Reproduce the records below word for word, but omit the pictures.

---------- Stored rows

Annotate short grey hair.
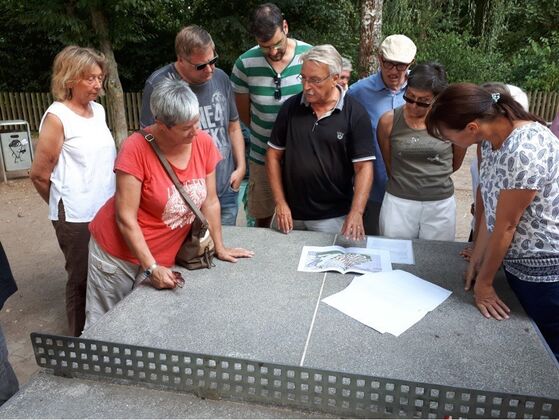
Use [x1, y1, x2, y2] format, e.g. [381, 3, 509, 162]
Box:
[300, 44, 342, 74]
[149, 77, 200, 127]
[342, 57, 353, 73]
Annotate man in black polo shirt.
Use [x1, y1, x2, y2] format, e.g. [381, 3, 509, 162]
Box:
[266, 45, 375, 240]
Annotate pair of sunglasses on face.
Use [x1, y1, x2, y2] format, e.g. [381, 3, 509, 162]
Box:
[189, 54, 219, 71]
[404, 95, 433, 108]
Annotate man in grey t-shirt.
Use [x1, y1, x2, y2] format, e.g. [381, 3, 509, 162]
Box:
[140, 25, 246, 226]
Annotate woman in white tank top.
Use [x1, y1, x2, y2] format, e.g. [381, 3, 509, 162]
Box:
[30, 46, 116, 336]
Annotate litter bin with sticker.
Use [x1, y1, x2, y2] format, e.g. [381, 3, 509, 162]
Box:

--------------------

■ **Full response**:
Annotate short grey hair.
Use [x1, y1, x2, y2] format, e.g. [381, 3, 509, 162]
Box:
[300, 44, 342, 74]
[149, 77, 200, 127]
[342, 57, 353, 73]
Annotate man in black polo shirt.
Use [x1, y1, x2, y2] format, e.g. [381, 3, 509, 162]
Box:
[266, 45, 375, 240]
Annotate pair of sunglasses on face.
Use [x1, y1, x2, y2] format, e.g. [381, 3, 509, 162]
Box:
[189, 54, 219, 71]
[404, 95, 433, 108]
Annotate man in grey t-shirt.
Use [x1, y1, x2, y2] format, e.g. [381, 3, 509, 162]
Box:
[140, 25, 246, 226]
Annotate woman in white tank top.
Use [x1, y1, x2, y2] format, e.g. [381, 3, 509, 162]
Box:
[30, 46, 116, 336]
Annotate litter bin with sticker.
Use [x1, y1, x2, y2] format, e.g. [381, 3, 509, 162]
Box:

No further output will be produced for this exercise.